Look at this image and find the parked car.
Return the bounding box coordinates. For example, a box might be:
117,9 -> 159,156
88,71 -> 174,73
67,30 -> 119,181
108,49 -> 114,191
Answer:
◇ ◇ ◇ ◇ ◇ ◇ ◇
→ **Request**: Lay out every line of the material above as a Markdown table with the columns "Row" and "Line", numbering the rows in order and skipping any blank lines.

→ **Exercise result**:
| Row | Line |
|---|---|
| 1 | Look at this image and find the parked car. |
| 2 | Return the bounding box coordinates. For example, a box might be: |
| 3 | 117,9 -> 159,156 |
| 4 | 88,71 -> 174,73 |
| 5 | 67,30 -> 119,181 |
| 6 | 108,49 -> 114,191 |
| 7 | Answer: |